◆ **Material to process**:
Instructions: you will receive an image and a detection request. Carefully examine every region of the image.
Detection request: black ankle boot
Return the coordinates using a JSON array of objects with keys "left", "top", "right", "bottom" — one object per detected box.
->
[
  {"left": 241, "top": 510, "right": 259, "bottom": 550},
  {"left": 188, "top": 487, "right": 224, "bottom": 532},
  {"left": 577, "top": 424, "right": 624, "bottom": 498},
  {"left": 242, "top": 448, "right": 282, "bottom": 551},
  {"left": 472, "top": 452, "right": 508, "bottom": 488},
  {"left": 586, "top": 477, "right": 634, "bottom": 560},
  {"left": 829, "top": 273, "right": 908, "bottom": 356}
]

* * *

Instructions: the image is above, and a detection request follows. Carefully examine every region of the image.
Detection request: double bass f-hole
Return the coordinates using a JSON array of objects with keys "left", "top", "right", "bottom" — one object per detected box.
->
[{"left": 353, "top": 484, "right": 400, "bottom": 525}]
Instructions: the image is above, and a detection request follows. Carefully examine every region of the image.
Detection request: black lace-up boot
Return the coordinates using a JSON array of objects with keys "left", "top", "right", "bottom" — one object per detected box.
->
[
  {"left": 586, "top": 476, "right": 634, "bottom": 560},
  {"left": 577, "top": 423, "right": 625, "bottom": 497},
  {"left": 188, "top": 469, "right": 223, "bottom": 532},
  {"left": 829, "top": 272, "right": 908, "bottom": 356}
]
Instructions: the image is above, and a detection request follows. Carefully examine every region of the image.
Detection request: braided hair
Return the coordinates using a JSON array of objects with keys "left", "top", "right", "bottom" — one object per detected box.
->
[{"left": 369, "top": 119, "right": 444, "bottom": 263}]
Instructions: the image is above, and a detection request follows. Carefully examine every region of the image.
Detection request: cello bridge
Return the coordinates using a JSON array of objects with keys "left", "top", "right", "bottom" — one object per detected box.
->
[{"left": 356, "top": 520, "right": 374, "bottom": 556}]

◆ **Work item**: Return all lines from the data that include the string "boot".

◆ **Result for this task**:
Detection request: black ankle boot
Detection request: black lace-up boot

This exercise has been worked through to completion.